-- STATED EXERCISE --
Collect every line in the entries below that contains the word "fabric", matching its case exactly.

-- RECORDS FOR PROCESSING --
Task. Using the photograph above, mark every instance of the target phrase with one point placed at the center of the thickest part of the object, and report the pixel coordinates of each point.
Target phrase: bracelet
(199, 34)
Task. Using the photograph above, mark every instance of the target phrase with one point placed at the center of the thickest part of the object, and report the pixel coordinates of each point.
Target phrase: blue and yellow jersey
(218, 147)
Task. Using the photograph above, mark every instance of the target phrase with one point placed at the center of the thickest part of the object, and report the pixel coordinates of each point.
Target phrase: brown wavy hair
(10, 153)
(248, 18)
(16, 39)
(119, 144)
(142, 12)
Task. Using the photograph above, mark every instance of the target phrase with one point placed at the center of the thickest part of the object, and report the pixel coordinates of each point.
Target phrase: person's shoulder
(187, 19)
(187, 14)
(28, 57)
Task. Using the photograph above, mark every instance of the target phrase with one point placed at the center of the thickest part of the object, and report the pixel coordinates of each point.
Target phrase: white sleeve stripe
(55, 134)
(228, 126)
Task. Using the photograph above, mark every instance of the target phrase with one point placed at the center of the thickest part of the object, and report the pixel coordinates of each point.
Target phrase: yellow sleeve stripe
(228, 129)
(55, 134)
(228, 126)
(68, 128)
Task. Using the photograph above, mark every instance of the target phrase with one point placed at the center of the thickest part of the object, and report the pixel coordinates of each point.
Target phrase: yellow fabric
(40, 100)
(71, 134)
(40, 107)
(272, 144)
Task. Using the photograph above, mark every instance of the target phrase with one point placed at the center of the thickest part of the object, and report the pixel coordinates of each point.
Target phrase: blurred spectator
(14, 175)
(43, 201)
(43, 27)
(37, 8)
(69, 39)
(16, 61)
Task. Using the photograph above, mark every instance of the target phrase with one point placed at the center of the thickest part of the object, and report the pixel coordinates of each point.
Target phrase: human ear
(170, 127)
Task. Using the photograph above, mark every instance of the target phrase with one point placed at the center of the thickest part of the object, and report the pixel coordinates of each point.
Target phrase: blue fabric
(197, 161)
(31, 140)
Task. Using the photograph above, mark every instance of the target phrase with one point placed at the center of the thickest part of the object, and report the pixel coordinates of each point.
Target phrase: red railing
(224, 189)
---
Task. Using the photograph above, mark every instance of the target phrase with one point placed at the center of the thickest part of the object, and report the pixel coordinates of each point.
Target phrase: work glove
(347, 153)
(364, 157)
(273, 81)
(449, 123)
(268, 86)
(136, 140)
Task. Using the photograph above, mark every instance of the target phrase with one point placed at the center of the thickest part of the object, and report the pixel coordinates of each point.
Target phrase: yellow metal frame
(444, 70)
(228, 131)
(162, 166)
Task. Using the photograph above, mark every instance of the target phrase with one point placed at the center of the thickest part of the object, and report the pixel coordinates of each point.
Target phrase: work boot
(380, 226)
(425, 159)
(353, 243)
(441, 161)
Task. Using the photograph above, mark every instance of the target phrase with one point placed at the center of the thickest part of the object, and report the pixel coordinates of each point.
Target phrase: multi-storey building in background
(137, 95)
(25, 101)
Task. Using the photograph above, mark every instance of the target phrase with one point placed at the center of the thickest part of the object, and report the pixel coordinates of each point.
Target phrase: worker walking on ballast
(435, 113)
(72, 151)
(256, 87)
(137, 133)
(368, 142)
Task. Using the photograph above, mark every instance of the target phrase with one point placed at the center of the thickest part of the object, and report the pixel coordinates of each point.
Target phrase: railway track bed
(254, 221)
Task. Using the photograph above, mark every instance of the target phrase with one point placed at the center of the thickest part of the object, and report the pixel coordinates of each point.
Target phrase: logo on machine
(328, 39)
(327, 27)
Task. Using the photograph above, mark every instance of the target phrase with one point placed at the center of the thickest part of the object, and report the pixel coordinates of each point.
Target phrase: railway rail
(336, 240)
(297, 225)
...
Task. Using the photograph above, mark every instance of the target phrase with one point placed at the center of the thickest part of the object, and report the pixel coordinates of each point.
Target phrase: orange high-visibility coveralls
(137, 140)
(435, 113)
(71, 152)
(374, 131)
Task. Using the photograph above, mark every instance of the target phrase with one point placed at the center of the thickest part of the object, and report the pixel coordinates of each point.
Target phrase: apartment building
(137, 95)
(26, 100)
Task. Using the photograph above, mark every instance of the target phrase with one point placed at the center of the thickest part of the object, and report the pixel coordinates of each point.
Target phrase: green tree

-- EXPECTED ANSWER --
Target phrase: yellow fabric
Target phrase: blue fabric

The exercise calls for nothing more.